→ **WHAT THE TASK REQUIRES**
Convert the rows, starting with the line that contains "Where can you find the door" and going on through the last line of the rows, into a JSON list of strings with one string per line and no blank lines.

▬▬▬

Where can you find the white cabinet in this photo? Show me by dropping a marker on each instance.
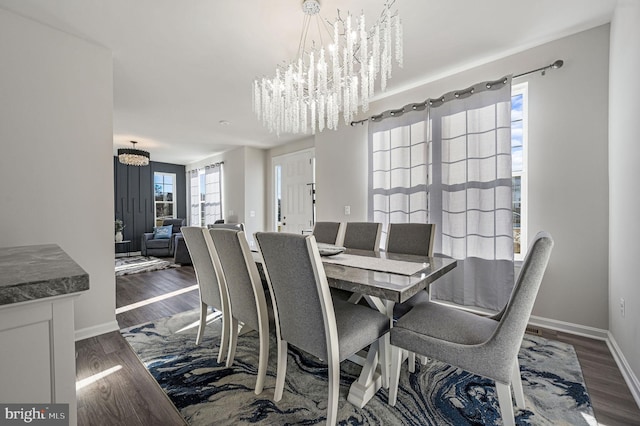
(38, 285)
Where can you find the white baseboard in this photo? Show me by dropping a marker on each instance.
(595, 333)
(96, 330)
(625, 368)
(567, 327)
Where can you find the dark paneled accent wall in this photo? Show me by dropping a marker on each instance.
(133, 196)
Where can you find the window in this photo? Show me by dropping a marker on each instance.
(205, 194)
(519, 117)
(164, 185)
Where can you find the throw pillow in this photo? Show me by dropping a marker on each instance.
(162, 232)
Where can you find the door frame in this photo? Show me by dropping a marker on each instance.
(272, 199)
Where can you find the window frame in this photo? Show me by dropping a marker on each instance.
(173, 177)
(523, 89)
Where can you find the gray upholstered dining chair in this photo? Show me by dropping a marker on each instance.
(238, 273)
(306, 315)
(236, 226)
(362, 235)
(416, 239)
(327, 232)
(411, 238)
(486, 346)
(211, 291)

▬▬▬

→ **SOLUTION TO THE EXERCISE**
[
  "Where can you find the door frame in this photo? Show me by dropping a marker on each instance.",
  "(272, 199)",
  "Where can you find the window frame in this photo? Show me by dropping a marker on each instance.",
  "(173, 177)",
  "(523, 89)",
  "Where can you find the gray upholstered dining chair in this photo? Show me by dropping a marker on each instance.",
  "(238, 273)",
  "(306, 315)",
  "(236, 226)",
  "(362, 235)",
  "(416, 239)",
  "(327, 232)",
  "(411, 238)",
  "(486, 346)",
  "(211, 291)"
]